Source extract:

━━━

On 2007-09-06, Timothy Normand Miller wrote:
> On 9/6/07, Petter Urkedal <[EMAIL PROTECTED]> wrote:
> > > I'm just worried about the race conditions. In fact, I know they'll
> > > be a problem. We really don't want to give the nanocontroller a
> > > separate pipe to memory. So if we have pending reads, then data will
> > > come back out of order.
> >
> > I though we could solve that by encoding the thread number in the
> > request and reply. An attempt to read a data which the thread does not
> > own, would cause a context switch.
>
> I'm trying to imagine this, and I can't see a solution that wouldn't
> be more complicated than what I'm proposing. Could you go into some
> detail about assumptions you're making about the memory system? How
> is it to know if a read word was requested by one thread or the other?
> And does this mean that thread switching is completely automatic?
> What other conditions would cause a thread switch?
(Note that is mostly of academic interest, since we'll try to avoid
context if possible. The nanocontroller is a simple design.)
Let's focus on the tricky part, the reads. My assumption is that the
nanocontroller can write requests to the sink-end of a FIFO and read
from the source-end of another FIFO. The threading extension involves
tagging each request with a thread number, which will be propagated back
to the other FIFO.
First, a simplified suboptimal solution without continuous
thread-switching: When a thread requests reading from the source, one
of two things can happen:
* The source is nonempty and the next data belongs to the current
thread.
* The source is empty or the next data belongs to another thread.
In the former case the instruction is executed. In the latter case, the
read instruction will be propagated down the pipeline as a noop, the PC
is reset to point to the same read instruction, and a context switch
happens. Another case which could trigger a context switch, would be
interrupts.

━━━

Object location annotation data
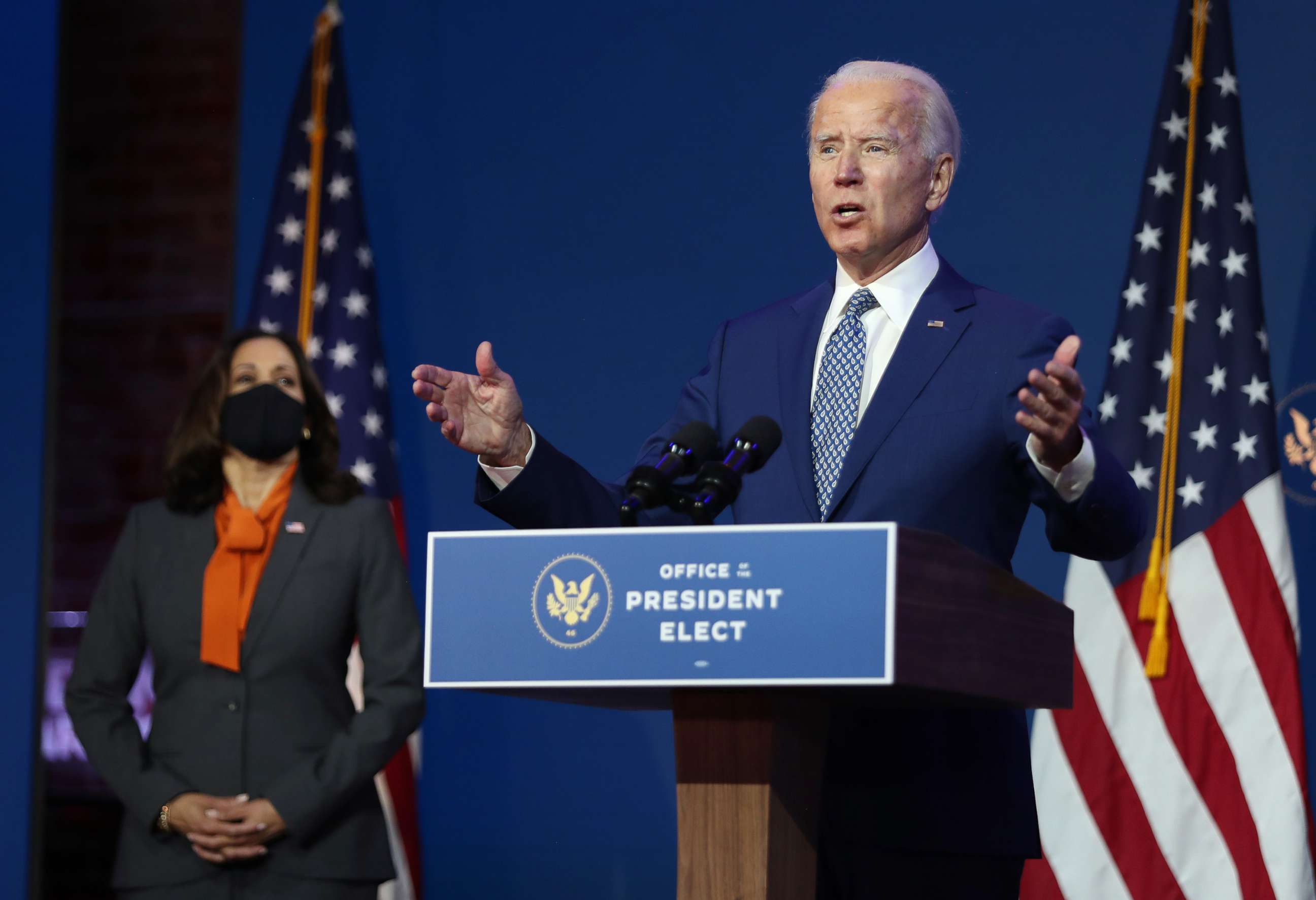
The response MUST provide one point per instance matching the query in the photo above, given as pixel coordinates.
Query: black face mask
(264, 423)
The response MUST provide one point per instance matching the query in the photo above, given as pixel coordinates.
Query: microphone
(719, 483)
(646, 486)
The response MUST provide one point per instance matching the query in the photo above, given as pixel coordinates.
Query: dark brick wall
(144, 250)
(145, 247)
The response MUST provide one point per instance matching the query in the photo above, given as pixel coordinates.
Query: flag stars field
(1182, 773)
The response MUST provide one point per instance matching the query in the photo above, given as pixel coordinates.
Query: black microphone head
(701, 440)
(764, 434)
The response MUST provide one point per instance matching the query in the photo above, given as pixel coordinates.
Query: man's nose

━━━

What you will do: Extend the mailing-list post on nanocontroller thread switching, starting right after its final sentence ending "would be interrupts."

Reply to the task:
However, if we can multi-task the most critical code, we should try to
guarantee that
I1. The same thread never runs in two consecutive cycles.
That way we
* get rid of the delay slot,
* can rip out half of the register forwarding, and
* can pipeline the adder over two stages without imposing
data-dependency constraints in the machine code.
How would we implement a smart scheduler which runs threads
alternatively and be predictive enough about reads that it causes the
minimum number of noops to be inserted?
First, with only 2 context, I1 predetermines that the two threads must
be run alternatively. That could easily mean that half of the cycles
will process inserted noops when both threads tries to read. Therefore,
with 2 threads should abandon I1, or use a smarter read-data FILO which
splits the replies into two sources, one for each thread.
With 4 contexts the scheduling gets more interesting. One thing we can
decide right away is that
S1. If there is data in the read-reply FIFO and the owner was not
run on the previous cycles, then we run the owner.
Otherwise, we know that any thread which tries to read can not proceed.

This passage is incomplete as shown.